Report how many lines in the listing below contain the string "Target", with case-sensitive matching. Output only the number.

Records shown:
****************************************
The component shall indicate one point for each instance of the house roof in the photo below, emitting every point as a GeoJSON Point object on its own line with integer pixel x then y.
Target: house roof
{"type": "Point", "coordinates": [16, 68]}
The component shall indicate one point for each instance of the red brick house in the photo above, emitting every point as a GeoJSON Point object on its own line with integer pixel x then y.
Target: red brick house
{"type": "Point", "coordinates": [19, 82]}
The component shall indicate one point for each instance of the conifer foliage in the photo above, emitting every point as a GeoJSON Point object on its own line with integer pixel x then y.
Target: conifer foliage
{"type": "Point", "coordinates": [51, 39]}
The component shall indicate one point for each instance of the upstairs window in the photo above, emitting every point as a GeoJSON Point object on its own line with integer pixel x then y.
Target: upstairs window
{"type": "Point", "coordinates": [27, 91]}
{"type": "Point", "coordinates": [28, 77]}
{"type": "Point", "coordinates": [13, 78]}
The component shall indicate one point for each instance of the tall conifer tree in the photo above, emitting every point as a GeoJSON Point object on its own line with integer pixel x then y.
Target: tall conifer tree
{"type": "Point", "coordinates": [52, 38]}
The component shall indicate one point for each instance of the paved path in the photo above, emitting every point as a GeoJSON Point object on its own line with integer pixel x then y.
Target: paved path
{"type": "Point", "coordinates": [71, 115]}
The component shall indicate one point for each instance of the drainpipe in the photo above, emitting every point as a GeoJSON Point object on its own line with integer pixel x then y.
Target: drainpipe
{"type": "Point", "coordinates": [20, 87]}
****************************************
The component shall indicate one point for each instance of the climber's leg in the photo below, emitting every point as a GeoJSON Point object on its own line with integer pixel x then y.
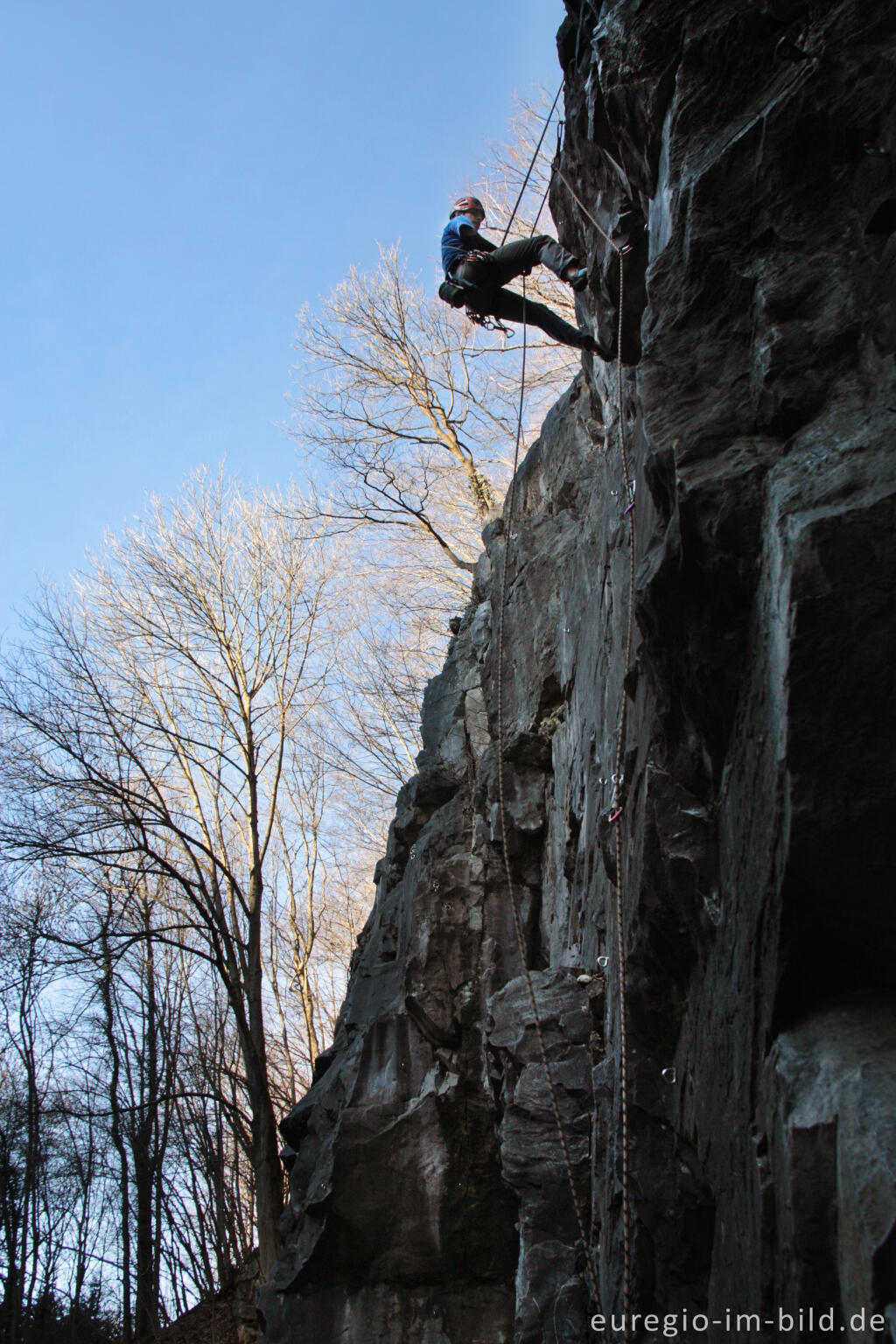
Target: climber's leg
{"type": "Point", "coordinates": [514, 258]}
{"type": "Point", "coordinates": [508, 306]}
****************************************
Completed task: 8